:: Consigne ::
D'après le texte sur les lichens, qu'indique Acarospora sinopica lorsqu'il s'installe sur une roche ?

:: Texte proposé ::
....................
C’est surtout pour leur rôle de bio-indicateur que les scientifiques se penchent davantage sur les lichens. Leur présence, ou leur état, renseigne en effet sur le niveau de pollution de l’endroit où ils se trouvent. « Puisqu’ils n’ont pas de système de filtration, contrairement aux plantes, ils absorbent aussi bien l’eau que les polluants qu’elle contient. Ce qui peut les tuer », expose Nathalie Séjalon-Delmas.
Tous n’étant pas vulnérables aux mêmes polluants, cela donne également des précisions sur la nature de ceux qui sont présents. « Quand Acarospora sinopica s’installe sur une roche, il indique qu’elle contient du fer. Physcia adscendens et Xanthoria parietina, réputées nitrophiles, signalent une augmentation de l’azote et donc généralement, soit une augmentation du trafic routier, soit un épandage d’engrais azotés important. (…) Les lichens sont donc des lanceurs d’alerte, en quelque sorte », peut-on lire dans un article de l’université Toulouse III-Paul Sabatier. À ce titre, les herbiers précédemment inventoriés se révèlent comme une mine d’informations. Car les polluants séquestrés par les lichens avant leur collecte y sont toujours emprisonnés. De quoi nourrir des études comparatives sur la pollution atmosphérique passée et présente d’un site.
....................
(Entrées de données enregistrées)
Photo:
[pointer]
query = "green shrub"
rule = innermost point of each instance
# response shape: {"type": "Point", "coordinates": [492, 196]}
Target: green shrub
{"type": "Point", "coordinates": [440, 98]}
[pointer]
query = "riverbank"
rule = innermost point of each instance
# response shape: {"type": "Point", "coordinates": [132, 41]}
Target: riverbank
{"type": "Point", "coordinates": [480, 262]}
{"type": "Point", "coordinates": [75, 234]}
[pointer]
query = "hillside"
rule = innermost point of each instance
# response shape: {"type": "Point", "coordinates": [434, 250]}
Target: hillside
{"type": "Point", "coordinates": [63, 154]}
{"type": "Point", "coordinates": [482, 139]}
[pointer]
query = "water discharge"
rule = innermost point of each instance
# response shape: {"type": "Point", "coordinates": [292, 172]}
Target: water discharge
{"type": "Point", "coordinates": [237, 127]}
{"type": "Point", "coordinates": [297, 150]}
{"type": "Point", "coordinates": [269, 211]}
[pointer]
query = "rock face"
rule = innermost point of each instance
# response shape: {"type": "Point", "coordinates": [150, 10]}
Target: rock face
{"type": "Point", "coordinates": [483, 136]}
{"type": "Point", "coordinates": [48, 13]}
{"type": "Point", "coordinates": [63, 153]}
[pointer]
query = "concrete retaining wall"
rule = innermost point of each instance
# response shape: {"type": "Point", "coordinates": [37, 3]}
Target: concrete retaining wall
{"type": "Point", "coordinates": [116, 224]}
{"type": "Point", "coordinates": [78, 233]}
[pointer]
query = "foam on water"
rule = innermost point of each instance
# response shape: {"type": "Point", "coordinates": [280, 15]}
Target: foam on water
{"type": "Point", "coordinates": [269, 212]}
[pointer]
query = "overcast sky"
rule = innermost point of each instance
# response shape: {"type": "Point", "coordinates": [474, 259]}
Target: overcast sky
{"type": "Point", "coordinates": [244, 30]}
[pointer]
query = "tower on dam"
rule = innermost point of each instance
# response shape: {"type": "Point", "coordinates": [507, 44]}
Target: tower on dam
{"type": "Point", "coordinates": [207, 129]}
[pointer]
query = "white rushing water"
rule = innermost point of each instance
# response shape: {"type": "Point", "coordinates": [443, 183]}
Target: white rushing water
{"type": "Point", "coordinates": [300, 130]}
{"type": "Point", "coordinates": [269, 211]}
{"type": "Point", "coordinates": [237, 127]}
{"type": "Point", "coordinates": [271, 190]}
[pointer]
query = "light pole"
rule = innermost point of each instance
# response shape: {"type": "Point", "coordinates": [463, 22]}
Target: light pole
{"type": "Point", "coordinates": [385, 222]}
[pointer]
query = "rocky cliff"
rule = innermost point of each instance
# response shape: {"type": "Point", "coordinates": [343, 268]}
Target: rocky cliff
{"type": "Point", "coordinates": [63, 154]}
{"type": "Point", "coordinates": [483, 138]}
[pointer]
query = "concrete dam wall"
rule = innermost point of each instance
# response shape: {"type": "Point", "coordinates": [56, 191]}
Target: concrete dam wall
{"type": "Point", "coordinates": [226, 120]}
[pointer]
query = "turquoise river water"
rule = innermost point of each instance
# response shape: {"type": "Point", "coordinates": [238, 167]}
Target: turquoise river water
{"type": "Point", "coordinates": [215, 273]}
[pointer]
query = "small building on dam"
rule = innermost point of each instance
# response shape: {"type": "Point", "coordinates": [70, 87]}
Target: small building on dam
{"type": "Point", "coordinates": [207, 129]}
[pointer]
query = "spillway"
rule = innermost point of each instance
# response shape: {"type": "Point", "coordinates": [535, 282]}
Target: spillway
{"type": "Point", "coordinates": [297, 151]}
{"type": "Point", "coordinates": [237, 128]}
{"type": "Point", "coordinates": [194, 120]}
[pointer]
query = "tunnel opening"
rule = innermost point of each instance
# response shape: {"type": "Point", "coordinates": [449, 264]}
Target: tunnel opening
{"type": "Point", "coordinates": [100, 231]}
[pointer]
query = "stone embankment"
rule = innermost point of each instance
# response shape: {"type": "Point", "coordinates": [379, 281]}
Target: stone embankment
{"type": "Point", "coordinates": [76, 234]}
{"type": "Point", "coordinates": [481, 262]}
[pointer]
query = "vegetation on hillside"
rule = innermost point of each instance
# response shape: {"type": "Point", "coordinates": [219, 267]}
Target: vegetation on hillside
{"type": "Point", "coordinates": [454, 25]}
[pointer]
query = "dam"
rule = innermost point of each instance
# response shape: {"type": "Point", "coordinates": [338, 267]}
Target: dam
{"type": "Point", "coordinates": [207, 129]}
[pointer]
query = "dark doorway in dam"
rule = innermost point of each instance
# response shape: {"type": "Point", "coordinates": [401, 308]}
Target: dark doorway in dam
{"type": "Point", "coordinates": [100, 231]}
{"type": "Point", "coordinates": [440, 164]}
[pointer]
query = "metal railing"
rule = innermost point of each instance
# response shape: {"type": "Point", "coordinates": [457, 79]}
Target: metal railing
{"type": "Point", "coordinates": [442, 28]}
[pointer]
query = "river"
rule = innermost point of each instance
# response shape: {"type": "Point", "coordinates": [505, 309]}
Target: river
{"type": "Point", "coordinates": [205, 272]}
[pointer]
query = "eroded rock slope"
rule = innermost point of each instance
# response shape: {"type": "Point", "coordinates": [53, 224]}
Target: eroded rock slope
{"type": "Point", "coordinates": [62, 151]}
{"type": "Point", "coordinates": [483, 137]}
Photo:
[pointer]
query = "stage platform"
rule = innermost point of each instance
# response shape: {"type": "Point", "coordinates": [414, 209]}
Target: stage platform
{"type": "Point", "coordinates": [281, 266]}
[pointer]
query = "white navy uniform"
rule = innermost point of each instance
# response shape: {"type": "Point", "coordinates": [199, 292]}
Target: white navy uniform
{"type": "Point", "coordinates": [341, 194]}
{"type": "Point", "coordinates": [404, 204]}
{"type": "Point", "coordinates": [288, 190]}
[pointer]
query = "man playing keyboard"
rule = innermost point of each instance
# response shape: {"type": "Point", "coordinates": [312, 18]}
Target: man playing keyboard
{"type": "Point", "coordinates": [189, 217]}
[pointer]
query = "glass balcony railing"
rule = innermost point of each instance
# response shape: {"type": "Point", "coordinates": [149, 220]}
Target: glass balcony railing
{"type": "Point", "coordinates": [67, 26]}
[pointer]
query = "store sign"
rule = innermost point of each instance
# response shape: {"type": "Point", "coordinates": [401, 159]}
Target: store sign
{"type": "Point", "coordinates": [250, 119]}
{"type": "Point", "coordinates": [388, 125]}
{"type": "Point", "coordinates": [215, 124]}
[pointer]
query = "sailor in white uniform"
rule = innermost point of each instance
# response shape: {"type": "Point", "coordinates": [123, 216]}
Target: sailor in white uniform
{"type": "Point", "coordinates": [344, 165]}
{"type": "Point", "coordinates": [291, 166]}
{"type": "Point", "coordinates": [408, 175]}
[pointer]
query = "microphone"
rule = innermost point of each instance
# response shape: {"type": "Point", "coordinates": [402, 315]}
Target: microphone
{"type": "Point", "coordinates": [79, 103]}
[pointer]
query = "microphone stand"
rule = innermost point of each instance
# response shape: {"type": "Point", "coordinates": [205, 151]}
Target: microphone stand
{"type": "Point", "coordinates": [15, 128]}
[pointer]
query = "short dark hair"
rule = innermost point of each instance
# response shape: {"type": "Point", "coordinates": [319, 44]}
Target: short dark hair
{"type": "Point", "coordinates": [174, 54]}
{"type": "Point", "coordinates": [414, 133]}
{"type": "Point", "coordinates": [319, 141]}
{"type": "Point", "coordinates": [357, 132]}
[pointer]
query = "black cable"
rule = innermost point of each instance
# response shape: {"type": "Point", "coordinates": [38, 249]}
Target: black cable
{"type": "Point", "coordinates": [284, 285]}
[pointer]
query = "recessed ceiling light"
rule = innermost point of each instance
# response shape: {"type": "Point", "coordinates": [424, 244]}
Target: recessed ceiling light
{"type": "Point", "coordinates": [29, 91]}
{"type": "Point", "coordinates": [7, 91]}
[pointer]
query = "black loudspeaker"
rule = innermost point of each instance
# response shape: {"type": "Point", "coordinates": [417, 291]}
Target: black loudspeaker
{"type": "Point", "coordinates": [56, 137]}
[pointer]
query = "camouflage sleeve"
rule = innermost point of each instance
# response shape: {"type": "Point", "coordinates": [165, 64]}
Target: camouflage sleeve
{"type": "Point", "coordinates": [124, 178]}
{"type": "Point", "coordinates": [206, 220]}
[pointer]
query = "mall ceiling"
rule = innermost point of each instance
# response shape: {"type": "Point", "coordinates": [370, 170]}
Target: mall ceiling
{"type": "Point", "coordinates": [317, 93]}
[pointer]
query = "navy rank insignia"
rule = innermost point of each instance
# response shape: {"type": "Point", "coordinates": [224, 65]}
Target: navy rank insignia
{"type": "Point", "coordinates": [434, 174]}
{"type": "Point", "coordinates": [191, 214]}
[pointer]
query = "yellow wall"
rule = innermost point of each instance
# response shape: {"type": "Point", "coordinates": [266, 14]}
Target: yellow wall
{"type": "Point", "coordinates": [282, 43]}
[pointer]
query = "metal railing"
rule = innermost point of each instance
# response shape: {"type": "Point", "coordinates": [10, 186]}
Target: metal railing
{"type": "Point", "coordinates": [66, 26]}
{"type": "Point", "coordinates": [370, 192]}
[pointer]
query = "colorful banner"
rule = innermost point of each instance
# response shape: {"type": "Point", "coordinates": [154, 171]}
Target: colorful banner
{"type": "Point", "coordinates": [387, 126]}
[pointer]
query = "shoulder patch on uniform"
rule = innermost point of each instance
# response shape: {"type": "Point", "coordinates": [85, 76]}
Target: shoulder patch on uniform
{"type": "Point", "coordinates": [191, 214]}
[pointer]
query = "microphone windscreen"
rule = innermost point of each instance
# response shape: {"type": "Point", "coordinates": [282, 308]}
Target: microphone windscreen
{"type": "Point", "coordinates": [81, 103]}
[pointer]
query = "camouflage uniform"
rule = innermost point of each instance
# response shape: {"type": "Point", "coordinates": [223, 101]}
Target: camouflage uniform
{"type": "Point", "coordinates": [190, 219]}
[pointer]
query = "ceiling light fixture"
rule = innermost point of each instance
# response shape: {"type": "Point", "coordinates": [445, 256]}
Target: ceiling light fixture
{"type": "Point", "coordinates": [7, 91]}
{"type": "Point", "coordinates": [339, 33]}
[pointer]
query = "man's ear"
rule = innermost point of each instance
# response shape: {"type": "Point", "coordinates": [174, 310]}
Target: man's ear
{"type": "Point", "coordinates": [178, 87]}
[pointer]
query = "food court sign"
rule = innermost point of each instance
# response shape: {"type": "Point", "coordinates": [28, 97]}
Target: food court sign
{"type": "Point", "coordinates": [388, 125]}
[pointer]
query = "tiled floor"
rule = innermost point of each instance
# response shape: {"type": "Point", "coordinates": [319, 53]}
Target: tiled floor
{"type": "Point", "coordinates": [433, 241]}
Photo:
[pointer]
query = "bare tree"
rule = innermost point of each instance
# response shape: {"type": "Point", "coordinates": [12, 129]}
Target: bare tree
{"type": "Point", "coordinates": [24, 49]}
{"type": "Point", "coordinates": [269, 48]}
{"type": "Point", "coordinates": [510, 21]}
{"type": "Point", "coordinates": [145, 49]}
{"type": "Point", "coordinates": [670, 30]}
....................
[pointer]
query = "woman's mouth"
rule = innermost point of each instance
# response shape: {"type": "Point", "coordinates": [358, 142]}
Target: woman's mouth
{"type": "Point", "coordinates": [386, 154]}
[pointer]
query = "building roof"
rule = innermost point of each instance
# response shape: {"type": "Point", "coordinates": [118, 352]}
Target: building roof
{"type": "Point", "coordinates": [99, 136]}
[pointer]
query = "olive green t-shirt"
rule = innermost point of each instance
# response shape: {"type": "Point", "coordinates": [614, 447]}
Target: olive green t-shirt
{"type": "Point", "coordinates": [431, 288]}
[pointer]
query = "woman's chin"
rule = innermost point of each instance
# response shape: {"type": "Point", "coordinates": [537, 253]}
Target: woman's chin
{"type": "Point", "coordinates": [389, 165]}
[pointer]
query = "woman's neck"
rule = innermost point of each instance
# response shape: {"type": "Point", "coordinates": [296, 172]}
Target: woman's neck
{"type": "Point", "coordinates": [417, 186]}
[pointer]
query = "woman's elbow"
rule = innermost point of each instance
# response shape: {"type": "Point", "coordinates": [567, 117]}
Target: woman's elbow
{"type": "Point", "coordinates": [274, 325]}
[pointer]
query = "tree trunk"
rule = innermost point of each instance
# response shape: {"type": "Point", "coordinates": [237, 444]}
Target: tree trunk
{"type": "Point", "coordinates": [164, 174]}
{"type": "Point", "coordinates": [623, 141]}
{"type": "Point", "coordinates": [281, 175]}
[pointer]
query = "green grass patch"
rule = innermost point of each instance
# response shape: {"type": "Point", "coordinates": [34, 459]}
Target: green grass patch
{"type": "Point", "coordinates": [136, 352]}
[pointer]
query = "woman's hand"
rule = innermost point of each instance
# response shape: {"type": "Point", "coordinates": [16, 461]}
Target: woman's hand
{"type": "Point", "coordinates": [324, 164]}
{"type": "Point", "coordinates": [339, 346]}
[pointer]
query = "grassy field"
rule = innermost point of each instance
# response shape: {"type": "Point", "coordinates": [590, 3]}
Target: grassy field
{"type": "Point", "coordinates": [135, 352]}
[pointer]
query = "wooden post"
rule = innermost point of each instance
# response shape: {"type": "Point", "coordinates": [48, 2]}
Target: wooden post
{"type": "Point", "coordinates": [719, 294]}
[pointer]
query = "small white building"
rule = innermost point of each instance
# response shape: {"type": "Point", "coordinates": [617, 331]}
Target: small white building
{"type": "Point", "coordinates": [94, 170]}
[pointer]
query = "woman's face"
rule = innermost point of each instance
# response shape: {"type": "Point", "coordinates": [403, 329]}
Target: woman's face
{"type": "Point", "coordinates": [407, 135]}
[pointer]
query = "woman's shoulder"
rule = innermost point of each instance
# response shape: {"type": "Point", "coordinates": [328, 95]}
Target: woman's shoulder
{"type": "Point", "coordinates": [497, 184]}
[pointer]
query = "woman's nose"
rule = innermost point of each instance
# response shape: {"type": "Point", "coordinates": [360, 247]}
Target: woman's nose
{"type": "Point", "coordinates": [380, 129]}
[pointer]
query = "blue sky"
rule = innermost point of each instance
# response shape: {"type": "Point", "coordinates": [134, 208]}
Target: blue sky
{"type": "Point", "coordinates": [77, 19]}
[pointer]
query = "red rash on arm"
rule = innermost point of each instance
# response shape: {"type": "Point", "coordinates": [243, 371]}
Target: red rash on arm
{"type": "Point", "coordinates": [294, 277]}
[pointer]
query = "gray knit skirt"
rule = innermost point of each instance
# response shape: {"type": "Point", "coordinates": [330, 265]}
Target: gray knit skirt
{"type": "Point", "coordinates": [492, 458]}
....................
:: Corrigé ::
Il indique que la roche contient du fer.